Exercise prompt:
Write the records out once more, so that nothing differs from the original.

Saved entries:
>>>>>

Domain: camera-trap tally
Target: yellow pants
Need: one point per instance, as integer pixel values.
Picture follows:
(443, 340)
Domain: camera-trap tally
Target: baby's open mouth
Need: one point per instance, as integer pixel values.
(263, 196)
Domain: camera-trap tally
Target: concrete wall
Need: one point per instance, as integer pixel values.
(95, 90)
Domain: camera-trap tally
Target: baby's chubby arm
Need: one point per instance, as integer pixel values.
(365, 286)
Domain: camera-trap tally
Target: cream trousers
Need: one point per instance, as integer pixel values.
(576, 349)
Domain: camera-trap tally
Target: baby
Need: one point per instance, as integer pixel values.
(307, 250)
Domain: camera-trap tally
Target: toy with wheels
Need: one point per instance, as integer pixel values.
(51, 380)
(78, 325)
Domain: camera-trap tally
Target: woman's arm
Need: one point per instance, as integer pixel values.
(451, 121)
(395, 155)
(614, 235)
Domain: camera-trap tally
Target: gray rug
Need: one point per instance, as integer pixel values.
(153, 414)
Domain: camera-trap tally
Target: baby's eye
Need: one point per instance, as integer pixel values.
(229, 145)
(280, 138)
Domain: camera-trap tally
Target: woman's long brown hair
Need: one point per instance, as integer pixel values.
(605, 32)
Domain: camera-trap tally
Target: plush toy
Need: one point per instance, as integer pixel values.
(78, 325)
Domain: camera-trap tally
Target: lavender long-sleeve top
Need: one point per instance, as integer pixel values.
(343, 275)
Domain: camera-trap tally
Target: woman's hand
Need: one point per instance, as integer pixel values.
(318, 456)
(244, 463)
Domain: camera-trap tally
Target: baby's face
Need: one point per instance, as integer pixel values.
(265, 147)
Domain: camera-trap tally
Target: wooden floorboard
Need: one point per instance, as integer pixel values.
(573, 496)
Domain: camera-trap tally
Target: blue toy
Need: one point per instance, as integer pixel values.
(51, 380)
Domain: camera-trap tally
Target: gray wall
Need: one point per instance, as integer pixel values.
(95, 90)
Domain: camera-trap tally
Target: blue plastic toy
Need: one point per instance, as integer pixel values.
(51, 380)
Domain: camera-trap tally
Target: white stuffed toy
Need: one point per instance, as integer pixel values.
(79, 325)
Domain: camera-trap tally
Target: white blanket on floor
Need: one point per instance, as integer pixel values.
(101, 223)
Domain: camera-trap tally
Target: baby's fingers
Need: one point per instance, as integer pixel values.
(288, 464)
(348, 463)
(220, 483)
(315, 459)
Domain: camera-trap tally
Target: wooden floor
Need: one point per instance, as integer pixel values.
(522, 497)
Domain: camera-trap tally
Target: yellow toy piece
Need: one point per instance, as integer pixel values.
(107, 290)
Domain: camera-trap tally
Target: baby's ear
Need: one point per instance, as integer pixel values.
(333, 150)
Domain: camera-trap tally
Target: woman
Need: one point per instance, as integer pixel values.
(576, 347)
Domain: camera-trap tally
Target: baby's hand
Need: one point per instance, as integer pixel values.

<<<<<

Written response:
Domain: camera-trap tally
Target: yellow pants
Need: one point per instance, as integer pixel values.
Picture follows:
(443, 340)
Domain: camera-trap tally
Target: baby's open mouth
Need: one point per instance, as integer pixel values.
(263, 196)
Domain: camera-trap tally
Target: concrete wall
Need: one point per instance, as integer pixel values.
(95, 90)
Domain: camera-trap tally
Target: baby's chubby arm
Need: one point per instance, as integer pixel values.
(365, 286)
Domain: camera-trap tally
Target: cream trousers
Need: one point per instance, as integer pixel values.
(576, 349)
Domain: camera-trap tally
Target: baby
Need: one point per instance, as integer pixel values.
(307, 250)
Domain: camera-trap tally
Target: toy with wheels
Need: one point per instance, as integer pixel values.
(51, 380)
(78, 325)
Domain: camera-trap tally
Target: woman's arm
Need: one point per instance, as integer pixel values.
(451, 121)
(395, 155)
(614, 235)
Domain: camera-trap tally
Target: gray rug
Need: one point per instance, as integer pixel values.
(153, 414)
Domain: camera-trap tally
Target: baby's eye
Need: one point per instance, as integer pixel values.
(229, 145)
(280, 138)
Domain: camera-trap tally
Target: woman's long brown hair
Need: one point per instance, as integer pixel values.
(605, 32)
Domain: camera-trap tally
Target: plush toy
Need: one point per instance, as integer pixel values.
(78, 325)
Domain: camera-trap tally
Target: lavender long-sleeve top
Need: one point per instance, as integer pixel values.
(343, 275)
Domain: camera-trap tally
Target: woman's hand
Need: one point per instance, as integer pixel values.
(318, 456)
(244, 463)
Domain: camera-trap tally
Target: baby's face
Need: one point per instance, as integer pixel values.
(265, 147)
Domain: camera-trap tally
Target: wooden floorboard
Need: one point per instance, as integer pixel values.
(573, 496)
Domain: camera-trap tally
Target: blue toy
Need: one point per instance, as integer pixel values.
(51, 380)
Domain: camera-trap tally
Target: gray wall
Need: one point per instance, as integer pixel values.
(95, 90)
Domain: camera-trap tally
Target: blue plastic toy
Need: one point per instance, as integer pixel values.
(51, 380)
Domain: camera-trap tally
Target: white stuffed toy
Need: one point per instance, as integer pixel values.
(79, 325)
Domain: camera-trap tally
Target: white blanket on floor
Need: one point per instance, as integer pixel values.
(101, 223)
Domain: camera-trap tally
Target: baby's fingers
Need: one point per instance, as integer pixel values.
(288, 464)
(348, 463)
(220, 483)
(315, 459)
Domain: camera-trap tally
Target: wooden floor
Need: one point per instance, as integer pixel values.
(522, 497)
Domain: camera-trap tally
Target: yellow toy piece
Need: one point per instance, as integer pixel values.
(107, 290)
Domain: camera-trap tally
Target: baby's ear
Need: one point per instance, as integer pixel values.
(333, 150)
Domain: camera-trap tally
Target: woman
Need: one point per instance, as integer pixel values.
(576, 347)
Domain: camera-trap tally
Target: baby's hand
Need: one point per instance, as integer pixel values.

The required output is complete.